TRECHO DO TEXTO>
Ou seja, o governo não mudou desde a última cúpula...

O discurso continua sendo este de que o Brasil não desmata. O presidente pega uns dados que só existem na cabeça dele, não correspondem nem na proporcionalidade e nem no valor real, do ponto de vista de cobertura, e aí eles dizem que o Brasil não desmata, que é um dos países com maior proteção. Só que os números realmente estão diante de nós.

Portanto, a equipe governamental vai para a COP com esse objetivo. Só que eles esquecem que também tem outro grupo que vai estar lá, de parlamentares com essa convicção. Vamos ficar muito atentos em relação a esse discurso. Daí a importância do relatório que a gente construiu para dizer: está aqui, não é uma fala do Senado, é fruto de uma construção da sociedade. Todos os dados estão apresentados no relatório foram ouvidos, compilados e trazidos pela academia, pelos movimentos sociais, de quem está no dia a dia vivenciando essa prática. Nossa ideia é ir para cima e mostrar a informação real, até mesmo para o governo se antenar e tomar alguma decisão, de fato, diferente.

O Brasil era uma potência ambiental e chega à COP26 com a reputação derretida.

Historicamente, o Brasil estava na cabeceira da mesa, era uma vanguarda. O país exercia uma posição estratégica ao lado de países defensores da política ambiental de todo mundo. De repente, o Brasil se posiciona do outro lado, como pária, junto de países que defendem a flexibilização da legislação em relação à questão ambiental, que sabotam aqueles que querem contribuir para a proteção ambiental. Os diplomatas brasileiros sempre estiveram na vanguarda dos grandes debates, nas grandes mesas dos acordos nas conferências do clima. O Brasil estava lá com posições estratégicas, fazendo a luta pela proteção ambiental. Esse respeito dos diplomatas brasileiros, infelizmente, não existe mais hoje. Acabamos indo para o outro lado.

Como se dá essa interlocução paralela entre vocês, senadores oposicionistas, e a diplomacia de outros países?

É aí que entramos nós, que temos um objetivo, uma responsabilidade maior. Estamos construindo exatamente uma agenda para conversar com esses atores, nos colocar à disposição para tentar salvar acordos importantes para o Brasil, como o da União Europeia com o Mercosul. Para tentar, na verdade, resgatar e evitar boicote internacional aos produtos econômicos brasileiros. A ideia é sentar com representantes de países estratégicos, vide a própria Alemanha, Noruega e Grã-Bretanha, que são importantes para esse debate. Tanto nós do Senado quanto colegas da Câmara estamos construindo esse agendamento, juntando as pessoas com esse nível de importância.

INFORMAÇÕES APRESENTADAS>
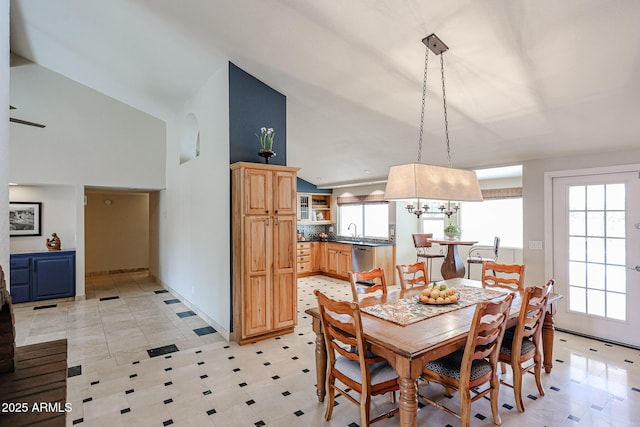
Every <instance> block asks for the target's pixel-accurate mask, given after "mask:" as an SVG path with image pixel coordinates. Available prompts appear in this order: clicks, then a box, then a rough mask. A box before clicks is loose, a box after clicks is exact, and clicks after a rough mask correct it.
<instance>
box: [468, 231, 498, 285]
mask: <svg viewBox="0 0 640 427" xmlns="http://www.w3.org/2000/svg"><path fill="white" fill-rule="evenodd" d="M499 251H500V238H499V237H498V236H496V237H495V238H494V239H493V246H488V245H475V246H471V247H470V248H469V256H468V257H467V279H470V278H471V264H482V263H483V262H485V261H493V262H496V261H497V260H498V252H499Z"/></svg>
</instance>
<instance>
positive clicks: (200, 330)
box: [193, 326, 218, 337]
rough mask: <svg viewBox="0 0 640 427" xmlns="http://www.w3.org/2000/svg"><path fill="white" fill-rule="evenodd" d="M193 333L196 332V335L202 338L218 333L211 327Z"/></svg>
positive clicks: (217, 331)
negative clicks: (206, 335) (197, 335)
mask: <svg viewBox="0 0 640 427" xmlns="http://www.w3.org/2000/svg"><path fill="white" fill-rule="evenodd" d="M193 332H195V333H196V335H198V336H199V337H201V336H203V335H209V334H215V333H216V332H218V331H216V330H215V329H213V328H212V327H211V326H205V327H204V328H198V329H194V330H193Z"/></svg>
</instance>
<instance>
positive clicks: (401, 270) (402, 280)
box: [396, 261, 429, 291]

REQUISITOS DA TAREFA>
A – Reproduza fielmente o trecho sobre o Brasil na COP26, desde "Como se dá essa" até "nível de importância.", inclusive.
B – Prossiga com o texto sobre a imagem ambiental do Brasil na COP26, começando logo após a última frase apresentada.

SUAS RESPOSTAS ESCRITAS>
A –
Como se dá essa interlocução paralela entre vocês, senadores oposicionistas, e a diplomacia de outros países?

É aí que entramos nós, que temos um objetivo, uma responsabilidade maior. Estamos construindo exatamente uma agenda para conversar com esses atores, nos colocar à disposição para tentar salvar acordos importantes para o Brasil, como o da União Europeia com o Mercosul. Para tentar, na verdade, resgatar e evitar boicote internacional aos produtos econômicos brasileiros. A ideia é sentar com representantes de países estratégicos, vide a própria Alemanha, Noruega e Grã-Bretanha, que são importantes para esse debate. Tanto nós do Senado quanto colegas da Câmara estamos construindo esse agendamento, juntando as pessoas com esse nível de importância.

B –
Temos dois parlamentares da bancada ambientalista que estão indo se juntar a governadores do Consórcio da Amazônia – alguns têm a responsabilidade, infelizmente outros não têm. Estamos fazendo esse apanhado para que possamos ter a nossa delegação, que vai tentar trazer a informação certa para o mundo e corrigir esses descontroles ambientais. A gente não torce contra o Brasil, mas pelo Brasil. A cada ação que a gente escancara, automaticamente nós temos um recuo do governo, porque o governo vai, vai, mas recua quando a pressão é muito grande. Foi assim na instalação do Ministério do Meio Ambiente. Nossa ideia é ir para cima e mostrar a informação real, até mesmo para o governo se antenar e tomar alguma decisão, de fato, diferente.

Embora a COP seja um fórum multilateral, suas decisões precisam ser referendadas pelos parlamentos nacionais. Um tema central desta edição, a regulamentação do mercado de carbono, ainda não avançou no Congresso brasileiro. Qual será o papel do Legislativo na validação desses instrumentos?

O Congresso é fundamental. Na verdade, não somente o Congresso, que faz a legislação, mas também o governo federal, que precisa regulamentar através de uma ação conjunta. De fato, precisa acontecer de uma forma sincronizada, mas a gente ainda está muito aquém dessa realidade. Inclusive, no relatório a gente faz alguns encaminhamentos que vão na tentativa de pactuar, fazer valer o Acordo de Paris, do qual o governo brasileiro é signatário. Mas ainda estamos muito aquém.

Tivemos agora uma votação que antecipa as metas do Acordo de Paris em cinco anos, mas não foi estabelecido nessa legislação o parâmetro para chegar até lá. Eu quero antecipar, mas como? Vou deixar na mão do governo federal para estabelecer essa normalização, essa regulamentação? O governo federal não vai regulamentar, não vai estabelecer, a gente precisa ter clareza nisso. Nessa mesma linha, a gente tinha um outro projeto de lei do senador Jacques Wagner que vinha todo completinho, todo organizado, e ele dizia o caminho para a gente seguir, para fazer valer inclusive do ponto de vista técnico. Acabou não caminhando.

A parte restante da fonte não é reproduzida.